■ REQUIREMENT: Update the records below by replacing "sunlit" with "shaded" and keeping everything else unchanged.

● ● ●

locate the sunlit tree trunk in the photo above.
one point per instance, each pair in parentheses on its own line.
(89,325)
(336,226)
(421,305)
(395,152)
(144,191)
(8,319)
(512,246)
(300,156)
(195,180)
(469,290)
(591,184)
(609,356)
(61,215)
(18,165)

● ● ●

■ TASK SOLUTION:
locate the shaded tree trunk in the photo above.
one point per instance, each pair in parentheses on its own line.
(89,325)
(336,226)
(421,305)
(395,152)
(144,191)
(8,319)
(512,246)
(300,156)
(195,180)
(469,290)
(591,184)
(609,356)
(61,215)
(18,165)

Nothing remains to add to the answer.